▸ What needs to be done: Please edit the rows below by putting "kitchen counter" in place of "countertop" and keeping everything else the same. Leave the pictures out of your answer.

[Region labeling records]
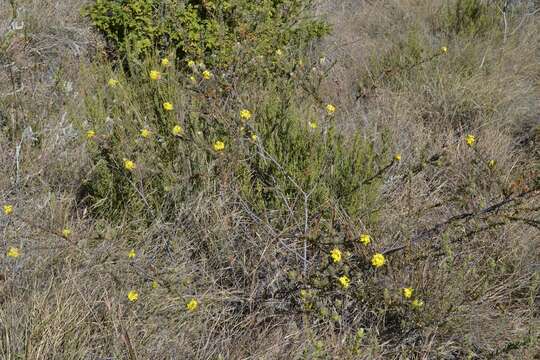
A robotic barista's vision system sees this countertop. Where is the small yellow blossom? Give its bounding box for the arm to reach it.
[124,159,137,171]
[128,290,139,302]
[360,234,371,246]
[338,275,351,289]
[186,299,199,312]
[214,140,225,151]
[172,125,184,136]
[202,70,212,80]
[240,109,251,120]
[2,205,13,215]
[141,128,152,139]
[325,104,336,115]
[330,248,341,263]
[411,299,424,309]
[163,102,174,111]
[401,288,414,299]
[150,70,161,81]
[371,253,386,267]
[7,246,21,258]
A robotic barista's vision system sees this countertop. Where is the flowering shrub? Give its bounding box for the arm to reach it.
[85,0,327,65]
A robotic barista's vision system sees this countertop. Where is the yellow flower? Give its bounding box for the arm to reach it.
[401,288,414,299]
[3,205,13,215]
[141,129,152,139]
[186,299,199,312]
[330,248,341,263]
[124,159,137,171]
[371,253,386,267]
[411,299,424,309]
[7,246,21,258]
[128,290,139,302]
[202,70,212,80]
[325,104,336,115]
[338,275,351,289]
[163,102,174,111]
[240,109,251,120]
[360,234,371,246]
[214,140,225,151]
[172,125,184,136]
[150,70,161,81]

▸ Exercise solution:
A robotic barista's vision system sees this kitchen counter. Where is the small yellow blossom? Give its bounding box for the arm to reach it.
[124,159,137,171]
[128,290,139,302]
[360,234,371,246]
[338,275,351,289]
[186,299,199,312]
[214,140,225,151]
[172,125,184,136]
[202,70,212,80]
[240,109,251,120]
[2,205,13,215]
[141,128,152,139]
[325,104,336,115]
[330,248,341,263]
[411,299,424,309]
[163,102,174,111]
[401,288,414,299]
[150,70,161,81]
[371,253,386,267]
[7,246,21,258]
A robotic barista's vision system sees this kitchen counter. Where is the flowering shrub? Give its bounding box for the arm to reach it.
[85,0,327,65]
A robotic barista's vision system sees this kitchen counter. Where is the yellow flower? Give its bounding box for the arm to reach it.
[401,288,414,299]
[3,205,13,215]
[141,129,152,139]
[186,299,199,312]
[330,248,341,263]
[124,159,137,171]
[371,253,386,267]
[411,299,424,309]
[7,246,21,258]
[128,290,139,302]
[202,70,212,80]
[325,104,336,115]
[338,275,351,289]
[163,102,174,111]
[240,109,251,120]
[360,234,371,246]
[214,140,225,151]
[172,125,184,136]
[150,70,161,81]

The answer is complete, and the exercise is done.